Written exercise 1
Please repeat the passage of the Amtrak spring sale article starting with "While high demand" and going on through "upon the day.", word for word.

WASHINGTON — Beginning today and available through Thursday, March 29, Amtrak is increasing the discount on its most restrictive “saver” advance purchase fares from 20 percent to 33 percent in a “National Spring Sale Campaign.”

The deeper discount, available exclusively on www.amtrak.com, is good for coach travel beginning Sunday, April 15, through Thursday, June 21. Although there are no blackout dates, the fares are capacity-controlled; they will not be available on every day or train, cannot be upgraded later to business class or sleeping-car travel, and are “non-refundable.” In Amtrak parlance, this means a trip can be switched or cancelled, but the original funds are subject to a 25 percent cancellation fee.

The deeper discounts are a good deal for passengers who know they are going to travel on a certain date. However, on many national routes Amtrak is turning away short-term business by failing to provide enough coach capacity. This stems from a cost-saving measure dubiously called “right-sizing,” reducing consists in off-peak periods without adequately monitoring the adverse affect on revenue.

On many routes in March, the lack of equipment has meant travelers can’t use Amtrak on the day they want to go. A case in point is the Southwest Chief. On March 8, for example, the eastbound Chief was sold out into Chicago for 7 of the next 10 days. A Trains News Wire examination of the sell-out point —the city beyond which passengers could not book space —  revealed that the sell-outs kicked in on the train from Los Angeles at stations between La Plata, Mo., and Naperville, Ill., depending upon the trip. An extra coach would have mitigated the situation for travelers who wanted to go to Chicago or beyond on those dates.

While high demand in the week leading up to Easter is understandable, eastbound train No. 4 is sold out in coach into Chicago as of today for five consecutive days: Thursday, March 29 through Monday, April 2. The sell-out points on those dates range from Kansas City, Mo., to Mendota, Ill., depending upon the day.

Under Amtrak’s spring sale, a passenger riding from Dodge City, Kan., beginning April 15 would pay $77, rather than $92 the day before, or beginning June 22. This compares with a fare this week of $147 on Tuesday and Wednesday; then no coach seats are available until Tuesday, April 3, when the price is pegged at $115.

Amtrak has no way of knowing how much business it is turning away, so if seats aren’t available, the company doesn’t know how much money it is leaving on the table or driving to other modes. Maybe it’s time to come up with revenue-generating strategy that involves more than making a big deal about simply dropping fares.

Stored rows
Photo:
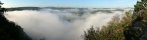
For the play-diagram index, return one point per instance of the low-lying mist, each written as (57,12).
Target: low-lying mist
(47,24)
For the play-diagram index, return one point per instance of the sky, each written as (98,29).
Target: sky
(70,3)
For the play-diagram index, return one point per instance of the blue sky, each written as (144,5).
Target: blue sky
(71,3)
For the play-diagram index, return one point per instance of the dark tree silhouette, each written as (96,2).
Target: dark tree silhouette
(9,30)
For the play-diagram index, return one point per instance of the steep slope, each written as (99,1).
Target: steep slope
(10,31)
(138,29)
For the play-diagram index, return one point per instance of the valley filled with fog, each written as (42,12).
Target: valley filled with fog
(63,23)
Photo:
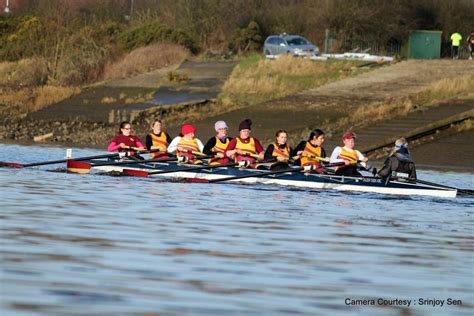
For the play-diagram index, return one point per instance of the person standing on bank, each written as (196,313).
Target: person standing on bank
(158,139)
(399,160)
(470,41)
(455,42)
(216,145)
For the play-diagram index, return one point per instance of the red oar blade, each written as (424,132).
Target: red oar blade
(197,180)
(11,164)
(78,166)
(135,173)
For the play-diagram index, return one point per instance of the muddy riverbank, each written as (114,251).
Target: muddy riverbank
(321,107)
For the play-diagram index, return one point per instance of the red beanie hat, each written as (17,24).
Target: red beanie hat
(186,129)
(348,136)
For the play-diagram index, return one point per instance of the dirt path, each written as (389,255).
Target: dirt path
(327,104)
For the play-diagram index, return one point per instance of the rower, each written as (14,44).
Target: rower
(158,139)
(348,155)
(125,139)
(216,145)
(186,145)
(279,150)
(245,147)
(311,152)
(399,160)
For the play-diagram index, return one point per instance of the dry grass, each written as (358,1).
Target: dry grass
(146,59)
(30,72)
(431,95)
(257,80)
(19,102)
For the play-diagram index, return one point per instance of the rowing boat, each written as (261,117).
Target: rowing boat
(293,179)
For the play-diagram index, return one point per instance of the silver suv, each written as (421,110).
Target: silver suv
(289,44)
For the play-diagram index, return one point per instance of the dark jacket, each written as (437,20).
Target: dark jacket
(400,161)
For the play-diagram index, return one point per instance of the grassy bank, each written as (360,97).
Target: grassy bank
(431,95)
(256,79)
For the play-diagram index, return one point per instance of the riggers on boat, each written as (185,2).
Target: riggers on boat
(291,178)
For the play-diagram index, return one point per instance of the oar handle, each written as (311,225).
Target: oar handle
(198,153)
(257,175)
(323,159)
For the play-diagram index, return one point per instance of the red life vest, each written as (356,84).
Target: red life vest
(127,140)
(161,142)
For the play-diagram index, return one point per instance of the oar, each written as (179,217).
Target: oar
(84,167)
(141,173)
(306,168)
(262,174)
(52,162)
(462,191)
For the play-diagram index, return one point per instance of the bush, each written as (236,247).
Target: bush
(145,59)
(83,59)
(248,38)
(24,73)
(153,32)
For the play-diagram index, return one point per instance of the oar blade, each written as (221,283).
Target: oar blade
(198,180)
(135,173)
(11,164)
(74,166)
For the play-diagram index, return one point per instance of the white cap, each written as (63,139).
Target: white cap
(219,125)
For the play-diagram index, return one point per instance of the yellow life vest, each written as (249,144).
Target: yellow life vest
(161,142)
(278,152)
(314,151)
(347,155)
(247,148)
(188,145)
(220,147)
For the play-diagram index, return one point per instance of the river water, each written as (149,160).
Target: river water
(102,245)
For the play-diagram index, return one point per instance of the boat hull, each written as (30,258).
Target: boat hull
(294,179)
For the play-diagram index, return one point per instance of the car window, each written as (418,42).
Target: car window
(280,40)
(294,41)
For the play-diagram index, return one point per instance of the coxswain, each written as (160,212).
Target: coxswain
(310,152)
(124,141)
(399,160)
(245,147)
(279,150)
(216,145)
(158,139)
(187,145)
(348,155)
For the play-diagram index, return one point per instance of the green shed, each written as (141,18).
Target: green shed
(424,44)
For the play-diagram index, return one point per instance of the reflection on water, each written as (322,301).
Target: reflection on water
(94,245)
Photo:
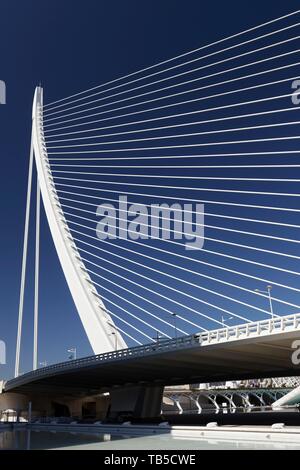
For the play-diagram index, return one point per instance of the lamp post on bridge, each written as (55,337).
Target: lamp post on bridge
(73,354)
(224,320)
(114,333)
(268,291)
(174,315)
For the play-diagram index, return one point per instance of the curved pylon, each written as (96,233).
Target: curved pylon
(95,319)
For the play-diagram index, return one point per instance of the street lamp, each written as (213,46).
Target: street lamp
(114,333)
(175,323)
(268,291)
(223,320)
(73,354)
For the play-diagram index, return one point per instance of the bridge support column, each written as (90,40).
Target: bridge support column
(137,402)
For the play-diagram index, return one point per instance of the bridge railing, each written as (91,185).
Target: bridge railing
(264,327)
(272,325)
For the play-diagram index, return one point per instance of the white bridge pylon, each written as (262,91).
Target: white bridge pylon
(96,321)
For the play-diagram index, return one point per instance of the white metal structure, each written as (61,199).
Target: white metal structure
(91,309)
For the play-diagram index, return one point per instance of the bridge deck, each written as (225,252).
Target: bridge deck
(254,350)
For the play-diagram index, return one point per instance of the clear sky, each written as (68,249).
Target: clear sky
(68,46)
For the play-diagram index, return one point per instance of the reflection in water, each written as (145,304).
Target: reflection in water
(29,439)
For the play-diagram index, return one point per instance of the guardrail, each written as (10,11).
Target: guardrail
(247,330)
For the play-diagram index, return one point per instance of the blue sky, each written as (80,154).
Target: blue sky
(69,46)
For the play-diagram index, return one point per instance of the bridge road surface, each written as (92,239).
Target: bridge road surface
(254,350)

Written exercise 2
Give back every line of the listing that contains the string "reflection".

Result 1
While high demand in the week leading up to Easter is understandable, eastbound train No. 4 is sold out in coach into Chicago as of today for five consecutive days: Thursday, March 29 through Monday, April 2. The sell-out points on those dates range from Kansas City, Mo., to Mendota, Ill., depending upon the day.

Result 2
For the play-diagram index, return one point per instance of the reflection on water, each written as (322,301).
Target: reflection on water
For the play-diagram index, return one point per instance of the reflection in water, each written as (145,304).
Target: reflection in water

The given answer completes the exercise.